TASK DETAILS >> Return the lines beginning at the one that contains "Target: person in red jacket" and continuing to the end of the entries, including both ends, exactly as written and nothing else.

Stored data entries:
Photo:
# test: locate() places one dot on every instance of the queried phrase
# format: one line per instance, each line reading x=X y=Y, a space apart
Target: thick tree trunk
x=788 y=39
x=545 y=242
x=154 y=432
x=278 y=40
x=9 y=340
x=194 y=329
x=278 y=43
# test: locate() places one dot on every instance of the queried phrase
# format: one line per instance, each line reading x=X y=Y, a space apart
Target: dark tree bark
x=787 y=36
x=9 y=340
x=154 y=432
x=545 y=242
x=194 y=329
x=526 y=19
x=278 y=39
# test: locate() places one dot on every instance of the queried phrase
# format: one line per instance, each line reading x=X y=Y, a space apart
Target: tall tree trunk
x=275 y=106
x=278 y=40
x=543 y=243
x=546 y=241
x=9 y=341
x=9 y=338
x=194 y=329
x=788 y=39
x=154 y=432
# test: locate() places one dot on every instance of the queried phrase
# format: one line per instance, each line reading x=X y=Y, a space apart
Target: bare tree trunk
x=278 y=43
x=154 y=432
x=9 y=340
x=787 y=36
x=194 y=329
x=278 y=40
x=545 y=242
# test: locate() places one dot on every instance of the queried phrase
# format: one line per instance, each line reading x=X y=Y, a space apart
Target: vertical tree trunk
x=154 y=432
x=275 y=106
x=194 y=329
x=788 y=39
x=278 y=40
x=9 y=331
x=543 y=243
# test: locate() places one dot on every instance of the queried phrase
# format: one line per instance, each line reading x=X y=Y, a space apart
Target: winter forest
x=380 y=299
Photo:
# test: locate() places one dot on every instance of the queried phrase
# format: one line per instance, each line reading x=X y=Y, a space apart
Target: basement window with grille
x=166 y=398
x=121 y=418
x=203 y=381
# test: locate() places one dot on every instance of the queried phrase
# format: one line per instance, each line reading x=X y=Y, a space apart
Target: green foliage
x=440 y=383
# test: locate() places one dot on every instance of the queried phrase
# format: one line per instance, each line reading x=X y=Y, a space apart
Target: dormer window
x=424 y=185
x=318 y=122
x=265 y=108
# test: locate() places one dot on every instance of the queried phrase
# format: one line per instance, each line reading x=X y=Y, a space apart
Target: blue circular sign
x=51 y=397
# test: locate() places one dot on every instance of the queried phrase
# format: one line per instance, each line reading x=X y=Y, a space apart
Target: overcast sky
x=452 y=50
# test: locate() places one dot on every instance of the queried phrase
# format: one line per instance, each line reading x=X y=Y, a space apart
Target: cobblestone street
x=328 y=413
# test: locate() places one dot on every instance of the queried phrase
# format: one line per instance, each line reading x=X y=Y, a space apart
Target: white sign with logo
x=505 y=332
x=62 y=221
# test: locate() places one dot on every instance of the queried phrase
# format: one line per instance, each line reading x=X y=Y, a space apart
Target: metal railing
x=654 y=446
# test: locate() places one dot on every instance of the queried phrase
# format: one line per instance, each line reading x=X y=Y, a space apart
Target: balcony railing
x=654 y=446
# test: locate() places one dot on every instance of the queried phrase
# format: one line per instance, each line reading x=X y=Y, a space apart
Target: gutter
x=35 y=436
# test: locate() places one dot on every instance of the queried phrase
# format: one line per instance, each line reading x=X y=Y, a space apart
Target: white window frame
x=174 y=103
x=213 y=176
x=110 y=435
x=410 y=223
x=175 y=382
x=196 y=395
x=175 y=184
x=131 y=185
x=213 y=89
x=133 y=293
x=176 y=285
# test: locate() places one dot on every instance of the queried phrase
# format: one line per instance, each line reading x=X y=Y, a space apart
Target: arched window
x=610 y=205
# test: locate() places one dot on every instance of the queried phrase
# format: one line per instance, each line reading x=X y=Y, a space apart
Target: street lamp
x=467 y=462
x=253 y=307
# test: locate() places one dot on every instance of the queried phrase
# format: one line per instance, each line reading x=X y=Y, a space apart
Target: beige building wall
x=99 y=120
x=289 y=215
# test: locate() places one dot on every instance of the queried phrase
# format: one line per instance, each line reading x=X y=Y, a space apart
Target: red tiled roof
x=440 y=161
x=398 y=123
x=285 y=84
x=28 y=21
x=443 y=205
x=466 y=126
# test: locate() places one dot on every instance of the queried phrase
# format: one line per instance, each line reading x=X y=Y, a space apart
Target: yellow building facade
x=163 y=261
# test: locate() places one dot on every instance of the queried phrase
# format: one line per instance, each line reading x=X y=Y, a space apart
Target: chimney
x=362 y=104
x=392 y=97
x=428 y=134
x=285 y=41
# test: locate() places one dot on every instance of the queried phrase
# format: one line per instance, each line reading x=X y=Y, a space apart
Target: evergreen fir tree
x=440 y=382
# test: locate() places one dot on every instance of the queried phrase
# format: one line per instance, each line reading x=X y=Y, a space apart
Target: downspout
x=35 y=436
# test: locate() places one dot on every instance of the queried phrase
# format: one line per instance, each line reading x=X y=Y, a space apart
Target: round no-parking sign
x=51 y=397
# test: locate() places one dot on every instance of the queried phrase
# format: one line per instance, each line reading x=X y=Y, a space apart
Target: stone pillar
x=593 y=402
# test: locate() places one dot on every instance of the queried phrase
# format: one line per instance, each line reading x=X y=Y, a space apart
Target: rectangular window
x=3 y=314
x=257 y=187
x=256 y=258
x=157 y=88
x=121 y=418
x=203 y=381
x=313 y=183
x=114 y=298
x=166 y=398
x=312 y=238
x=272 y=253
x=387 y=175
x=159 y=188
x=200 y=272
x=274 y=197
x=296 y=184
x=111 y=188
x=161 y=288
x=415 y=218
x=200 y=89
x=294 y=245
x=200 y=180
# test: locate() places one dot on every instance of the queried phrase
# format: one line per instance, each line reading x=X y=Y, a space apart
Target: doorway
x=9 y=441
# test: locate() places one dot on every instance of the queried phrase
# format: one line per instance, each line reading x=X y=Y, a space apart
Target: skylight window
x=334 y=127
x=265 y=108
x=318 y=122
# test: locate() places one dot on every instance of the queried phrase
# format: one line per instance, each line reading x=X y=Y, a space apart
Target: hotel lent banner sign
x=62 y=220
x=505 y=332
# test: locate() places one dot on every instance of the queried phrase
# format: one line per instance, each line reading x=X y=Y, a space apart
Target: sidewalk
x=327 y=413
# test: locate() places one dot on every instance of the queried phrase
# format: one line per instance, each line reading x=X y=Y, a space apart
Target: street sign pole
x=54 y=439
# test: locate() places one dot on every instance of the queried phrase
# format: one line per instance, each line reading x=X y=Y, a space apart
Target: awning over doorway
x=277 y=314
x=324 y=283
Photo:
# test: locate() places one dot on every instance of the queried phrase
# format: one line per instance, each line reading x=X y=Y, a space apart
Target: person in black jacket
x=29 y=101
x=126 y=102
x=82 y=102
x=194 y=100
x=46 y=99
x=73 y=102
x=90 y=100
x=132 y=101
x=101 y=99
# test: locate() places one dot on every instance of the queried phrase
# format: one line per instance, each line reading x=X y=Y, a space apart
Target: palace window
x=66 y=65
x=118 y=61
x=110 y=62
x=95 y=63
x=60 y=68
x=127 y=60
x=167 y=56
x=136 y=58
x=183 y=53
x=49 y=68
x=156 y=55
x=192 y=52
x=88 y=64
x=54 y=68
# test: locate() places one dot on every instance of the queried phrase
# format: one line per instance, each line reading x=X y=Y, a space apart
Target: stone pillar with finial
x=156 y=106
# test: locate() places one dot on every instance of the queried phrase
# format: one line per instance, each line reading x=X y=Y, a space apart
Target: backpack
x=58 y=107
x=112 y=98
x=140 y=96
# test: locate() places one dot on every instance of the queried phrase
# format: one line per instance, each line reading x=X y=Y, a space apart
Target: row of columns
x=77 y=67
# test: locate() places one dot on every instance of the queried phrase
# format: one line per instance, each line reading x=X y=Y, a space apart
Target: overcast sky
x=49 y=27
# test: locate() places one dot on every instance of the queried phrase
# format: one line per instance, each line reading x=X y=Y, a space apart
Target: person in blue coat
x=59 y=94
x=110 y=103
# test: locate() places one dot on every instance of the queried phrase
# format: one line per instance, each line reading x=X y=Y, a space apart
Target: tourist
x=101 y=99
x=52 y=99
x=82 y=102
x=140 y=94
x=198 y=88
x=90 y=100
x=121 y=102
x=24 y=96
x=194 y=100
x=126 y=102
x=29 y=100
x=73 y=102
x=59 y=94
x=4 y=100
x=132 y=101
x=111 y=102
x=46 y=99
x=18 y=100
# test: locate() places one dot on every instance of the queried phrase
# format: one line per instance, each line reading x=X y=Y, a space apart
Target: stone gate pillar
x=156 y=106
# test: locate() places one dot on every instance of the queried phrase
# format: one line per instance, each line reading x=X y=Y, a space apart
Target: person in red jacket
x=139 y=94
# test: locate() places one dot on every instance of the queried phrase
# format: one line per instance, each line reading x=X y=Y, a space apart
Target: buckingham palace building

YOUR SOLUTION >>
Target: person in red jacket
x=139 y=94
# test: locate() places one dot on every instance of the queried phrase
# format: one line per instance, each line reading x=X y=Y, a space apart
Target: buckingham palace building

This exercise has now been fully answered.